- [JOB]
Rewrite every line of the records below as a numbered list, skipping blank lines and omitting the pictures.

- [EXTRACTED ENTRIES]
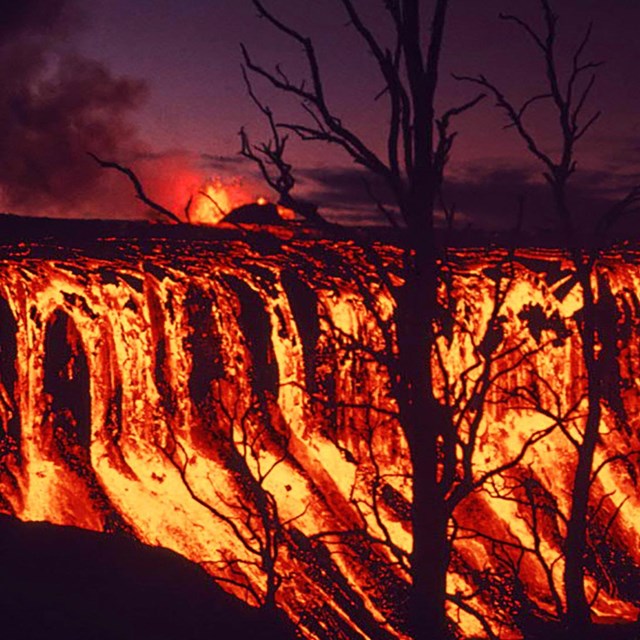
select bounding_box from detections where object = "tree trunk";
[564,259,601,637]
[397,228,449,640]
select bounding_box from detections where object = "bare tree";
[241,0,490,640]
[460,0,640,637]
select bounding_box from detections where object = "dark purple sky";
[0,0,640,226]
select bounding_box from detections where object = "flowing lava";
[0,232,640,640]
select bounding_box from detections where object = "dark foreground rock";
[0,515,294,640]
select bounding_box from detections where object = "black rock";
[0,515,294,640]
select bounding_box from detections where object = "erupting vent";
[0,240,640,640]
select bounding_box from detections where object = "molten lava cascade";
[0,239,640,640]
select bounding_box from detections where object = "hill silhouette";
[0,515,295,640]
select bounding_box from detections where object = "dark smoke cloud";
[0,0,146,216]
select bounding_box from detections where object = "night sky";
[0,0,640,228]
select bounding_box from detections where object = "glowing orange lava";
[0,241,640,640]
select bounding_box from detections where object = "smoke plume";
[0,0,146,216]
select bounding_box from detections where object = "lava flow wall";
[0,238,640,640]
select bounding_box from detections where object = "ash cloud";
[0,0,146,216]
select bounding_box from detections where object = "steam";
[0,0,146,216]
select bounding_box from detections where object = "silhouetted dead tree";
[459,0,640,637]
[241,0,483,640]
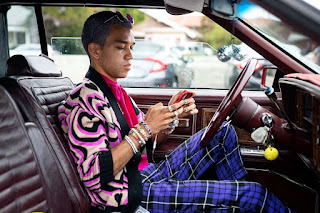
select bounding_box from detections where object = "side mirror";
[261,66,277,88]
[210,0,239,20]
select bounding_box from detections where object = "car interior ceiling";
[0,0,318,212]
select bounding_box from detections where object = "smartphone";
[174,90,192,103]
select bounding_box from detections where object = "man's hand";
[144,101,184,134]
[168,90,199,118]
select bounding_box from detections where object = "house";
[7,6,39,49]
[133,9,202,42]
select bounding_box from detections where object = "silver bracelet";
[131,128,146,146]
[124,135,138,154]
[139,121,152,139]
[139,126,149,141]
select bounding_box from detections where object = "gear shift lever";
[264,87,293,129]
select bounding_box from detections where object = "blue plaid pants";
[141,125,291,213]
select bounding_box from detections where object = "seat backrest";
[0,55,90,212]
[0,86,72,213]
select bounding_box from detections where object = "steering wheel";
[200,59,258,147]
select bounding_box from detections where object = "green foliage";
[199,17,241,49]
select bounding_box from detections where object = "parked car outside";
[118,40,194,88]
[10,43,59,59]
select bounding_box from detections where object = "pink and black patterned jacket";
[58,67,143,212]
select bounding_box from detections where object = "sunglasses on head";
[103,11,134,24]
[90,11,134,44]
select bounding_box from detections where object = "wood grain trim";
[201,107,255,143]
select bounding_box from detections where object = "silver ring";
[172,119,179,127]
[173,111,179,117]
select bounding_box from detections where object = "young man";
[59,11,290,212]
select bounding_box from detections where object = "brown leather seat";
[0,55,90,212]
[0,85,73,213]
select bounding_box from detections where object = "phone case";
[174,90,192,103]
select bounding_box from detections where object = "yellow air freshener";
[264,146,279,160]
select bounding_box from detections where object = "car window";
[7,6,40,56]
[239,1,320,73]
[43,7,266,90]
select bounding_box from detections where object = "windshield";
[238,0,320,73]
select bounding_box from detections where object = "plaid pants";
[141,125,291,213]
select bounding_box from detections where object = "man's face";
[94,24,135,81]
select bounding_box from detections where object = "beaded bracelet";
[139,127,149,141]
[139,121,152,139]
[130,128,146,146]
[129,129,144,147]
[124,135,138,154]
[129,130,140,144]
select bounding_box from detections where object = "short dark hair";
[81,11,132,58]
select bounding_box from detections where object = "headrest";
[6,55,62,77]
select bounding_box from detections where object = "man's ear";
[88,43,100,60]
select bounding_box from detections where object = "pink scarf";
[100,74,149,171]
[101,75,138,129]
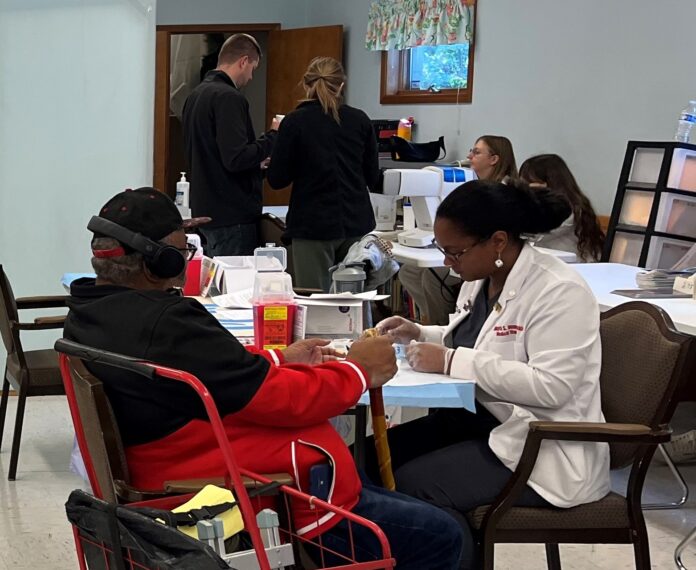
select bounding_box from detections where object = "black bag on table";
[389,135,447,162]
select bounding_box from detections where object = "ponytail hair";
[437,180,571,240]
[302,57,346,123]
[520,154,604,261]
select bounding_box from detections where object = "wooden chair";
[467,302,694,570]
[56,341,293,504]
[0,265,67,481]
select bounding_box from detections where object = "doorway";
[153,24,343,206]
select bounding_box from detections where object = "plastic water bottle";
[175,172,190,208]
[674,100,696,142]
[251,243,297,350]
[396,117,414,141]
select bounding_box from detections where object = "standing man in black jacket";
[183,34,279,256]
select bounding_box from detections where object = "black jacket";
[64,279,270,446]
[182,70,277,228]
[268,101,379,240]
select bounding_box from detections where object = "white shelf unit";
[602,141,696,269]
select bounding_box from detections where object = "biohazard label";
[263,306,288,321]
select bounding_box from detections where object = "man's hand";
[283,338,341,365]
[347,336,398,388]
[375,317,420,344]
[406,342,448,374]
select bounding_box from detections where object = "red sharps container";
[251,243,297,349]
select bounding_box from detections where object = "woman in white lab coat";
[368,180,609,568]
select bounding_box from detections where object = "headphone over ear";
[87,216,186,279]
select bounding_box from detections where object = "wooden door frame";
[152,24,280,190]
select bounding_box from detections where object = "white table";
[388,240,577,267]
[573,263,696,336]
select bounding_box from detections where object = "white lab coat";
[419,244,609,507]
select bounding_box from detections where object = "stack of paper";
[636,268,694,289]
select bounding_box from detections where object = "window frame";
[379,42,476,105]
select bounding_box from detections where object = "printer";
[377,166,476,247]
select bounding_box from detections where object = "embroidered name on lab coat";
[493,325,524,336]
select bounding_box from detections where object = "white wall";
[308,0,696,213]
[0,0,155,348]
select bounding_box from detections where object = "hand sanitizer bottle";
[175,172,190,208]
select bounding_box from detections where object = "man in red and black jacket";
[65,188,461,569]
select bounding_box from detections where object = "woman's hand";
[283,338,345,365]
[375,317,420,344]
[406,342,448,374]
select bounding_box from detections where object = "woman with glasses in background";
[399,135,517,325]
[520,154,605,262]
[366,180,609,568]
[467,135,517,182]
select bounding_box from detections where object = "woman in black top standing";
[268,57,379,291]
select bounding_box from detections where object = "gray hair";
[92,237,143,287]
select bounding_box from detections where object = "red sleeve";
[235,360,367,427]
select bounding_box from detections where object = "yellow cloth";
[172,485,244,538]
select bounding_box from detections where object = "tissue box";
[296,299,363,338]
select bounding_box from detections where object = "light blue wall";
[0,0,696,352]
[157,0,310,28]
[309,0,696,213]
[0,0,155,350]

- [WORKED SOLUTION]
1. select bounding_box from detections where object = "tree trunk";
2. [564,259,601,637]
3. [397,228,449,640]
4. select bounding_box from detections where object = "bare tree";
5. [241,0,490,640]
6. [460,0,640,637]
7. select bounding_box from detections where object = "dark purple sky";
8. [0,0,640,226]
9. select bounding_box from detections where object = "flowing lava";
10. [0,232,640,640]
11. select bounding_box from detections where object = "dark foreground rock";
12. [0,515,294,640]
13. select bounding_box from detections where object = "black rock";
14. [0,515,294,640]
15. select bounding_box from detections where object = "erupting vent";
16. [0,240,640,640]
17. select bounding_box from detections where object = "molten lava cascade";
18. [0,239,640,640]
19. select bounding_box from detections where object = "hill silhouette";
20. [0,515,295,640]
21. select bounding_box from detections where object = "dark smoke cloud";
22. [0,0,146,216]
23. select bounding_box from detections where object = "night sky";
24. [0,0,640,228]
25. select bounding_box from detections where object = "glowing orange lava";
26. [0,241,640,640]
27. select bounding_box from detections where object = "smoke plume";
28. [0,0,146,216]
29. select bounding_box from detections where object = "lava flow wall";
30. [0,238,640,640]
31. select bounding_box from detections where object = "ash cloud";
32. [0,0,146,216]
33. select bounding_box from detections where object = "steam";
34. [0,0,146,216]
35. select bounding_box from detections where object = "silhouetted dead tree";
36. [459,0,640,637]
37. [241,0,483,640]
38. select bounding_box from detections where object = "side mirror";
39. [261,66,277,88]
40. [210,0,239,20]
41. select bounding_box from detections where object = "car interior ceiling";
42. [0,0,318,212]
43. select bounding_box from detections where object = "smartphone";
44. [174,90,192,103]
45. select bounding_box from detections where object = "man's hand";
46. [144,101,184,134]
47. [168,90,199,118]
48. select bounding_box from detections where object = "house";
49. [7,6,39,49]
50. [133,9,202,42]
51. select bounding_box from detections where object = "silver bracelet";
52. [131,128,146,146]
53. [124,135,138,154]
54. [139,121,152,139]
55. [139,126,149,141]
56. select bounding_box from detections where object = "gear shift lever";
57. [264,87,293,129]
58. select bounding_box from detections where object = "blue plaid pants";
59. [141,125,291,213]
60. select bounding_box from detections where object = "seat backrest";
61. [0,55,90,212]
62. [0,86,72,213]
63. select bounding_box from detections where object = "steering wheel";
64. [200,59,258,147]
65. select bounding_box from detections where object = "green foliage";
66. [199,17,241,49]
67. select bounding_box from detections where object = "parked car outside";
68. [118,40,194,88]
69. [10,43,59,59]
70. select bounding_box from detections where object = "pink and black patterned jacket";
71. [58,67,143,212]
72. select bounding_box from detections where object = "sunglasses on head";
73. [103,11,134,24]
74. [90,11,134,44]
75. select bounding_box from detections where object = "wood grain trim";
76. [201,107,255,143]
77. select bounding_box from detections where object = "silver ring";
78. [172,119,179,127]
79. [173,111,179,117]
80. select bounding_box from detections where object = "young man";
81. [59,11,290,212]
82. select bounding_box from detections where object = "brown leather seat";
83. [0,55,90,212]
84. [0,85,73,213]
85. select bounding_box from detections where object = "phone case";
86. [174,90,192,103]
87. select bounding_box from detections where object = "yellow air freshener";
88. [264,146,279,160]
89. select bounding_box from detections where object = "car window";
90. [7,6,40,56]
91. [239,1,320,73]
92. [43,7,266,90]
93. select bounding_box from detections where object = "windshield";
94. [238,0,320,73]
95. select bounding_box from detections where object = "plaid pants";
96. [141,125,291,213]
97. select bounding_box from detections where object = "man's face";
98. [94,24,135,81]
99. select bounding_box from detections where object = "beaded bracelet";
100. [139,127,149,141]
101. [139,121,152,139]
102. [130,128,146,146]
103. [129,129,144,147]
104. [124,135,138,154]
105. [129,130,140,144]
106. select bounding_box from detections where object = "short dark hair";
107. [81,11,132,58]
108. select bounding_box from detections where object = "headrest";
109. [6,55,62,77]
110. select bounding_box from detections where object = "man's ear";
111. [88,43,100,60]
112. select bounding_box from detections where object = "pink scarf";
113. [100,74,149,171]
114. [101,75,138,129]
115. select bounding_box from detections where object = "black bag on table";
116. [389,135,447,162]
117. select bounding_box from detections where object = "ponytail hair";
118. [437,180,571,240]
119. [302,57,346,123]
120. [520,154,604,261]
121. select bounding_box from detections where object = "wooden chair";
122. [467,302,694,570]
123. [56,341,293,504]
124. [0,265,67,481]
125. select bounding_box from detections where object = "doorway";
126. [153,24,343,206]
127. select bounding_box from detections where object = "plastic water bottle";
128. [175,172,190,208]
129. [674,100,696,142]
130. [251,243,297,350]
131. [396,117,414,141]
132. select bounding_box from detections where object = "standing man in black jacket";
133. [183,34,279,256]
134. select bounding_box from detections where object = "black jacket";
135. [64,279,270,446]
136. [182,70,277,228]
137. [268,101,379,240]
138. select bounding_box from detections where object = "white shelf unit";
139. [602,141,696,269]
140. select bounding_box from detections where object = "biohazard label";
141. [263,306,288,321]
142. select bounding_box from detections where object = "man's hand";
143. [283,338,341,365]
144. [347,336,398,388]
145. [375,317,420,344]
146. [406,342,448,374]
147. select bounding_box from detections where object = "red sharps container";
148. [251,243,297,349]
149. select bounding_box from detections where object = "woman in white lab coat";
150. [368,180,609,568]
151. select bounding_box from detections where object = "headphone over ear";
152. [87,216,186,279]
153. select bounding_box from detections where object = "wooden door frame";
154. [152,24,280,190]
155. select bounding_box from detections where object = "white table";
156. [388,240,577,267]
157. [573,263,696,336]
158. select bounding_box from detections where object = "white lab coat";
159. [419,244,609,507]
160. select bounding_box from detections where object = "stack of paper";
161. [636,268,694,289]
162. select bounding_box from detections where object = "window frame";
163. [379,42,476,105]
164. select bounding_box from detections where object = "printer";
165. [377,166,476,247]
166. select bounding_box from detections where object = "embroidered name on lab coat";
167. [493,325,524,336]
168. select bounding_box from detections where object = "white wall";
169. [308,0,696,213]
170. [0,0,155,348]
171. select bounding_box from detections where object = "hand sanitizer bottle";
172. [175,172,190,208]
173. select bounding_box from detections where object = "man in red and black jacket";
174. [65,188,461,569]
175. select bounding_box from detections where object = "woman's hand";
176. [283,338,345,365]
177. [375,317,420,344]
178. [406,342,448,374]
179. select bounding_box from detections where object = "woman with glasses in background";
180. [399,135,517,325]
181. [520,154,605,262]
182. [366,180,609,568]
183. [467,135,517,182]
184. select bounding_box from detections where object = "woman in black top standing";
185. [268,57,379,291]
186. select bounding_box from detections where object = "gray hair";
187. [92,237,143,287]
188. select bounding_box from detections where object = "red sleeve";
189. [235,360,367,427]
190. select bounding_box from detections where object = "yellow cloth";
191. [172,485,244,538]
192. select bounding_box from detections where object = "tissue box";
193. [296,299,363,338]
194. select bounding_box from detections where object = "light blue wall";
195. [0,0,696,352]
196. [157,0,310,28]
197. [309,0,696,213]
198. [0,0,155,350]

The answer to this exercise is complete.